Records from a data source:
+ + +

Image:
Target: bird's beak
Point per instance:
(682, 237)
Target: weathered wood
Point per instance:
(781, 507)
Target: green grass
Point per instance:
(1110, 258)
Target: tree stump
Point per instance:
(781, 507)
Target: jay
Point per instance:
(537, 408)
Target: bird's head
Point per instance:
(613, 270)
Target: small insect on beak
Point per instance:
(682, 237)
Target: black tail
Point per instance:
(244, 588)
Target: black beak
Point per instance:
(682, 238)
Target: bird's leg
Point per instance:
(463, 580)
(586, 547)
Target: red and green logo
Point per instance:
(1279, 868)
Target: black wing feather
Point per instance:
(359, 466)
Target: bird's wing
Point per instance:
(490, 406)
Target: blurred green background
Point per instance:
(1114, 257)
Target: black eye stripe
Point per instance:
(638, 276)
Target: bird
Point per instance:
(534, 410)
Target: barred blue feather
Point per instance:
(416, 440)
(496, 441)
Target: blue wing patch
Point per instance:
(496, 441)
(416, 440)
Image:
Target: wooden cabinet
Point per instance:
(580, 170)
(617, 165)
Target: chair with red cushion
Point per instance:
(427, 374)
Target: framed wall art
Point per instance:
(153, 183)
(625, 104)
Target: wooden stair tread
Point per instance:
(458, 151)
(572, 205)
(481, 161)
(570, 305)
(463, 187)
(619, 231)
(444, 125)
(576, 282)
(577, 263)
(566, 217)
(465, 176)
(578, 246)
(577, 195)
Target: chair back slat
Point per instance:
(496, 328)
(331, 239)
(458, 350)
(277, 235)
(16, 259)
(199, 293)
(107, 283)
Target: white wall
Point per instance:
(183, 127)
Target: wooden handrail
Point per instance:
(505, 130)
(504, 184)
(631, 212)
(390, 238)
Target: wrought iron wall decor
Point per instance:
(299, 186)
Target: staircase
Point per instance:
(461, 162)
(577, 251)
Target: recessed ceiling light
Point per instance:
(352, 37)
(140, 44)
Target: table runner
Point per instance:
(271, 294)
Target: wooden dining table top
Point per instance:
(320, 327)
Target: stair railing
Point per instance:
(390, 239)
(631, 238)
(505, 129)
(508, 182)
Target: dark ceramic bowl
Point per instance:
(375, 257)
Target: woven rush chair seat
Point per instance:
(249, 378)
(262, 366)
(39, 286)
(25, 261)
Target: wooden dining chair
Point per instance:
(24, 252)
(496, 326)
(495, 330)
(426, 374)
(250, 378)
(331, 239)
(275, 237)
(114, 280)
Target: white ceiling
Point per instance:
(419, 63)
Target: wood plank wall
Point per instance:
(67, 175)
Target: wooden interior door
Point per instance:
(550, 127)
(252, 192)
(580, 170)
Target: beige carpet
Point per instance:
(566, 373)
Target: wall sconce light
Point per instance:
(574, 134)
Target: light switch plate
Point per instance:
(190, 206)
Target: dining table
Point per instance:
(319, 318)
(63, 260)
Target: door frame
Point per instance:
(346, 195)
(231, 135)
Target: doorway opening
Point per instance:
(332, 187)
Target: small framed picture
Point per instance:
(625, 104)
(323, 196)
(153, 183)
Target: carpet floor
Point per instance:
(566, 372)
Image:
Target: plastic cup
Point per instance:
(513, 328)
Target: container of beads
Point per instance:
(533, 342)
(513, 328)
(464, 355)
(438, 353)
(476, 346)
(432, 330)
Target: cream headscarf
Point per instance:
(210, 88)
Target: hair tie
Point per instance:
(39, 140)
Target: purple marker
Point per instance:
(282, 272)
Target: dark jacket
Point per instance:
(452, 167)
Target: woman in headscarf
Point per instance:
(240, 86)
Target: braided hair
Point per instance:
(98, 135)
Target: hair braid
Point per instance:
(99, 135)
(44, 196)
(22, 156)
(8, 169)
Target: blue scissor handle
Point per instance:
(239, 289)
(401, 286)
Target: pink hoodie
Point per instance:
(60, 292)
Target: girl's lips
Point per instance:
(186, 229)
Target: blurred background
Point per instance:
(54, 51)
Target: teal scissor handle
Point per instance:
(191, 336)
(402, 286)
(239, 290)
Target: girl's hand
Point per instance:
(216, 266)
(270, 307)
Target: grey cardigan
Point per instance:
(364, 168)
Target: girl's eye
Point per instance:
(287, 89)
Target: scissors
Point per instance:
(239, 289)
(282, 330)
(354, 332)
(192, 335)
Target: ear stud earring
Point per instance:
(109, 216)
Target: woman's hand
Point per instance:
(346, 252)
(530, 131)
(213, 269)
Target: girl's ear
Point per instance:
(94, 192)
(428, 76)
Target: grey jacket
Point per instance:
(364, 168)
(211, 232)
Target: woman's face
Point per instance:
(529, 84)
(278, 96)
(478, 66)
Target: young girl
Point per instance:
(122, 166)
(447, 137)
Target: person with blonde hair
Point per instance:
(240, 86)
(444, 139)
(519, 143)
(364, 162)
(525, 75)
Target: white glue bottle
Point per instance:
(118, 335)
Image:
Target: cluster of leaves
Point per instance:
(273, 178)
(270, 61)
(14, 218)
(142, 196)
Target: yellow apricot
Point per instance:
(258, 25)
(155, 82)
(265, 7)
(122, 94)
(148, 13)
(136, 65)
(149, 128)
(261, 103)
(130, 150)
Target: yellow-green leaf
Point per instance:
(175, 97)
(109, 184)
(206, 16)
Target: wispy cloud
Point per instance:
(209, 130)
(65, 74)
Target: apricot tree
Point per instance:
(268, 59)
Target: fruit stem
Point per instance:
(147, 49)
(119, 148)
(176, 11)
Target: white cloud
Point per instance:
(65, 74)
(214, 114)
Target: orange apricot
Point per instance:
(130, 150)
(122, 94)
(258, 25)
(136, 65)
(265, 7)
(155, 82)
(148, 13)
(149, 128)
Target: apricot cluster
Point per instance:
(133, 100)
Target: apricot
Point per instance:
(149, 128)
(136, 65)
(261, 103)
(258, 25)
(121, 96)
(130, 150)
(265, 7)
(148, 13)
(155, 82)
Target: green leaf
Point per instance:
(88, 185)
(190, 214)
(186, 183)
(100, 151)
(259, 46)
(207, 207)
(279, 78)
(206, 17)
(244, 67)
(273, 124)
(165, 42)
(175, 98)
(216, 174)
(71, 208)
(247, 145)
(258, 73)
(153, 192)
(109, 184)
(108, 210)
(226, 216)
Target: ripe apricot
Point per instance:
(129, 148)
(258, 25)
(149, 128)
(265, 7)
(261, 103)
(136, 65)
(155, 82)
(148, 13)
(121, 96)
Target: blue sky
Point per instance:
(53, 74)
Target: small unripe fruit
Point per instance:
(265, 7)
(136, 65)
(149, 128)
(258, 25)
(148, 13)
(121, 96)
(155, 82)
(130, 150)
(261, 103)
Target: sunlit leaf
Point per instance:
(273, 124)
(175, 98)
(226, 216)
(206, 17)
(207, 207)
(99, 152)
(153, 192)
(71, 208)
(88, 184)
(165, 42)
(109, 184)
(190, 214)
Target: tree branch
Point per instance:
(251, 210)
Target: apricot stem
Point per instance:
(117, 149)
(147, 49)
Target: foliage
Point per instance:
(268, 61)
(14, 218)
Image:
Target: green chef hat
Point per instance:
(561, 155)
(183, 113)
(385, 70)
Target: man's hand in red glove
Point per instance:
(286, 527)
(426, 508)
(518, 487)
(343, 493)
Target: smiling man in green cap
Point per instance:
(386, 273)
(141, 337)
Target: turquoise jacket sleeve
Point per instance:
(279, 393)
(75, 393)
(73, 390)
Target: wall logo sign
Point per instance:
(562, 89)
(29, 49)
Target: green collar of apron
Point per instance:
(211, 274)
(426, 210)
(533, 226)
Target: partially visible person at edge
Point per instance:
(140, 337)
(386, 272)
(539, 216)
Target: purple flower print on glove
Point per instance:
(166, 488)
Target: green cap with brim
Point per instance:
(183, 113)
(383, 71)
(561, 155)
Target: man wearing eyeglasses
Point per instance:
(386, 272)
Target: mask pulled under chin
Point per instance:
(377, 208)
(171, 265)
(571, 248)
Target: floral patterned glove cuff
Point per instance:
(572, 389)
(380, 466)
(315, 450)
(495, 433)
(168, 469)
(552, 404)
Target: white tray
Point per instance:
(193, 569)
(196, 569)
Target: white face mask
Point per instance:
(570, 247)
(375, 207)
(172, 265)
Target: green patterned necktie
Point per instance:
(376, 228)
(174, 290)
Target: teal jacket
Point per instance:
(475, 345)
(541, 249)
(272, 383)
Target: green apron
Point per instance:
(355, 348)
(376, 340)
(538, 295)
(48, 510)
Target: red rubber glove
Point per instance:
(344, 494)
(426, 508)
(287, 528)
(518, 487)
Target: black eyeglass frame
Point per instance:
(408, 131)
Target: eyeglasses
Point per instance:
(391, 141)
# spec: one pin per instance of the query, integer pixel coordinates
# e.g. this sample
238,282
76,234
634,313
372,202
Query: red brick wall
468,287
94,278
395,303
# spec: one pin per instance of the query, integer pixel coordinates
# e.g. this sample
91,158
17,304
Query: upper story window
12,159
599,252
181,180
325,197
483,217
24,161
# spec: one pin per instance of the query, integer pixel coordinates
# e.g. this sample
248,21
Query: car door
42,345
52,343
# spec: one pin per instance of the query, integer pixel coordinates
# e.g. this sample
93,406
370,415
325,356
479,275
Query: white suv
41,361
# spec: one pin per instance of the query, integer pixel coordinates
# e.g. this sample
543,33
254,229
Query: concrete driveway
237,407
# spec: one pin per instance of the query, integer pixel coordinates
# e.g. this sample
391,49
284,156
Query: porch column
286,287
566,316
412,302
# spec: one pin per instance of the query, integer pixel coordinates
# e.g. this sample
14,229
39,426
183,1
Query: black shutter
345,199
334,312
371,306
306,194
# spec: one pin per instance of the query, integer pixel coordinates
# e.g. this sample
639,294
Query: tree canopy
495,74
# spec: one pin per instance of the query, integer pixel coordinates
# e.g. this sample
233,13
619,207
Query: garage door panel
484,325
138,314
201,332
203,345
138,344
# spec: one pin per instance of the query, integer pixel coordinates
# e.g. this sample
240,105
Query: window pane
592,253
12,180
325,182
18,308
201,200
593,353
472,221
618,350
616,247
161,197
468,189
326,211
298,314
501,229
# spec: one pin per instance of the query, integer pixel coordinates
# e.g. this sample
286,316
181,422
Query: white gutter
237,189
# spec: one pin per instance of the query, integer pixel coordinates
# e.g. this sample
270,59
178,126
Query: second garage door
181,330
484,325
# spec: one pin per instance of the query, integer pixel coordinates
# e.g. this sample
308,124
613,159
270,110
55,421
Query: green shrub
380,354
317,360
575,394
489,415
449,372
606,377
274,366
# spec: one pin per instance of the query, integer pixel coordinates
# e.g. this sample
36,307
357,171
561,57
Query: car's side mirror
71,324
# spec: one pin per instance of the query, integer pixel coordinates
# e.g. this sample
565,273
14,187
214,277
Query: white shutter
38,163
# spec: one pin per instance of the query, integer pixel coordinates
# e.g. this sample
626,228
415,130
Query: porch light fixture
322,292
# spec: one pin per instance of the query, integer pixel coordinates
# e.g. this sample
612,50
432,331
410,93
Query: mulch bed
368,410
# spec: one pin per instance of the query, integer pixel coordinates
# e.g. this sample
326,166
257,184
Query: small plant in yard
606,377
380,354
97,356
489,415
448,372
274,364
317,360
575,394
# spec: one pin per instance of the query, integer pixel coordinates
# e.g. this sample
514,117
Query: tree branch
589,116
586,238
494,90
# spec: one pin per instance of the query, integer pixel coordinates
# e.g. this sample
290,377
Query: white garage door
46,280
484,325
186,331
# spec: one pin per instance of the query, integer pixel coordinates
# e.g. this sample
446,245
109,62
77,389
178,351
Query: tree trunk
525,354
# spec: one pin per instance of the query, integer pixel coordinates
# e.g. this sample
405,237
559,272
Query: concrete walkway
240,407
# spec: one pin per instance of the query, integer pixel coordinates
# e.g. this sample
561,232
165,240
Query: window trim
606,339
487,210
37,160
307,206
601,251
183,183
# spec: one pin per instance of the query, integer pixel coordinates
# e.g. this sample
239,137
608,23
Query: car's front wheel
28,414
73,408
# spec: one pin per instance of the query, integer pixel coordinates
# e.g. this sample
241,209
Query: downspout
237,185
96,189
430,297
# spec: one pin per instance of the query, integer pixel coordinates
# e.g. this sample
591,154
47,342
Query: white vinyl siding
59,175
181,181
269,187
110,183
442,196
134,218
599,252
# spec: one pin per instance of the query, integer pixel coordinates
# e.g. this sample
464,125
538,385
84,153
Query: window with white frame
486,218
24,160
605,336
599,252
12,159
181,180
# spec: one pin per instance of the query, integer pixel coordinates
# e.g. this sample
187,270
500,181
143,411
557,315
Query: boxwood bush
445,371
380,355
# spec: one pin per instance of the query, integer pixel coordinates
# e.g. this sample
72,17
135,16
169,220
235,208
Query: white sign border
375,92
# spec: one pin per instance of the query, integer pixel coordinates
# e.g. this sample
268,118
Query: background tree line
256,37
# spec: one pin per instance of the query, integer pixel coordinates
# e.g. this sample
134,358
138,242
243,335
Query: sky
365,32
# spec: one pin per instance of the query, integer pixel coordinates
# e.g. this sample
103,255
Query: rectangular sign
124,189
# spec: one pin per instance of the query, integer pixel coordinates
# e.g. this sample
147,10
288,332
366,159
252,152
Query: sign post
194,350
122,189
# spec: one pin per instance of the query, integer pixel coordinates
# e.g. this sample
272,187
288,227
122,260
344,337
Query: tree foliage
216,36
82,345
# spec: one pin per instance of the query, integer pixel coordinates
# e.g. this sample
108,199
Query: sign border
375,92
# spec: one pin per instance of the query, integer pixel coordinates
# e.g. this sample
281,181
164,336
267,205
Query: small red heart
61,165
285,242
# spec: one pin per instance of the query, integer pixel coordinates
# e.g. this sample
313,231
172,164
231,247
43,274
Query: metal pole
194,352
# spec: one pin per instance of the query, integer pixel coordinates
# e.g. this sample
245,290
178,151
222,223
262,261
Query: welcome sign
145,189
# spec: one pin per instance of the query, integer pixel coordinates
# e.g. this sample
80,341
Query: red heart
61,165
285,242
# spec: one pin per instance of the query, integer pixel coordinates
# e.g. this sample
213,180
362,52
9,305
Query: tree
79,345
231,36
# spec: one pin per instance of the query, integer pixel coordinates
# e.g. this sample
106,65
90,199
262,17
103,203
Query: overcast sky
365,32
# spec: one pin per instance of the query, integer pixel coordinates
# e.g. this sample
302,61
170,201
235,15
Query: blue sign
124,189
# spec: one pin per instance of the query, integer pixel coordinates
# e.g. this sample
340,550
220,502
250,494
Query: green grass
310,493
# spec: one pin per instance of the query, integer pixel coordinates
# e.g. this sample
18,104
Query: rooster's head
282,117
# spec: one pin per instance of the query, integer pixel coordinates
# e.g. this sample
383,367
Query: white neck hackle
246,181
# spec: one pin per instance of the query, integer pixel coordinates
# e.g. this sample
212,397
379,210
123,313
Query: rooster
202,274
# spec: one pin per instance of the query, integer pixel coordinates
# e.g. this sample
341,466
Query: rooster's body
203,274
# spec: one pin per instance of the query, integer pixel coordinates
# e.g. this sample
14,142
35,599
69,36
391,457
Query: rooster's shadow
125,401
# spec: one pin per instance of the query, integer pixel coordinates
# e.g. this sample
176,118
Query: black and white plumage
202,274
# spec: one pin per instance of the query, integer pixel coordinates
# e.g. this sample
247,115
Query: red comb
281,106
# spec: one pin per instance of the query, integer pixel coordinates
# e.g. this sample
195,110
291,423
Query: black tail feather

+ + +

* _PROMPT_: A single number is the whole answer here: the number of lines in the data that include "apricot".

* _TASK OUTPUT_: 7